● **Exercise data**
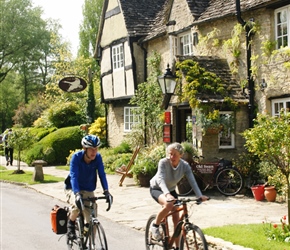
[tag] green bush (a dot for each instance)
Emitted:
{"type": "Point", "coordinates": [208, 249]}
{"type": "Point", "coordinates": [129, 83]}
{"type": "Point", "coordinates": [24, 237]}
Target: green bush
{"type": "Point", "coordinates": [55, 147]}
{"type": "Point", "coordinates": [70, 111]}
{"type": "Point", "coordinates": [124, 147]}
{"type": "Point", "coordinates": [40, 133]}
{"type": "Point", "coordinates": [147, 161]}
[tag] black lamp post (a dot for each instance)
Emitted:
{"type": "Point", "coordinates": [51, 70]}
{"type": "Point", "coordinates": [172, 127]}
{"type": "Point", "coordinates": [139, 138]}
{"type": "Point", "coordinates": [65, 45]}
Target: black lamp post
{"type": "Point", "coordinates": [167, 84]}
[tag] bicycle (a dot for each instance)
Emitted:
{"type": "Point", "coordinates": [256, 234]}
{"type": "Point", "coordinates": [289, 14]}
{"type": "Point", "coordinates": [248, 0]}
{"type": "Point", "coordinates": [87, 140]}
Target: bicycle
{"type": "Point", "coordinates": [91, 235]}
{"type": "Point", "coordinates": [221, 174]}
{"type": "Point", "coordinates": [192, 236]}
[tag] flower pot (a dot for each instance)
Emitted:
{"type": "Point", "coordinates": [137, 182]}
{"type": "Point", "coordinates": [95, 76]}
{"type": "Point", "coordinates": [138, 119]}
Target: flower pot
{"type": "Point", "coordinates": [258, 192]}
{"type": "Point", "coordinates": [212, 131]}
{"type": "Point", "coordinates": [270, 193]}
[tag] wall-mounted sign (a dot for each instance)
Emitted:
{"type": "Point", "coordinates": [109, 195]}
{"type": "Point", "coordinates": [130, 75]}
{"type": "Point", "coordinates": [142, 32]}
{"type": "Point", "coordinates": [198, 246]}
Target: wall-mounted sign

● **Work instructions**
Render the lines of the records, from the line containing "[tag] flower pot (a dot for each instance)" through the end of the records, inclusive, as a JSON list of strings with one string per line. Omit any blank lines.

● **Response for this exercise**
[
  "[tag] flower pot (a dot for each instance)",
  "Emitted:",
  "{\"type\": \"Point\", \"coordinates\": [137, 182]}",
  "{\"type\": \"Point\", \"coordinates\": [95, 76]}",
  "{\"type\": \"Point\", \"coordinates\": [138, 119]}",
  "Target: flower pot",
  "{\"type\": \"Point\", \"coordinates\": [258, 192]}",
  "{\"type\": \"Point\", \"coordinates\": [212, 131]}",
  "{\"type\": \"Point\", \"coordinates\": [270, 193]}",
  "[tag] wall-mounted sign (a dot for each instance)",
  "Emitted:",
  "{\"type\": \"Point\", \"coordinates\": [109, 195]}",
  "{\"type\": \"Point\", \"coordinates\": [130, 75]}",
  "{\"type\": \"Point\", \"coordinates\": [142, 32]}",
  "{\"type\": \"Point\", \"coordinates\": [198, 246]}",
  "Target: wall-mounted sign"
]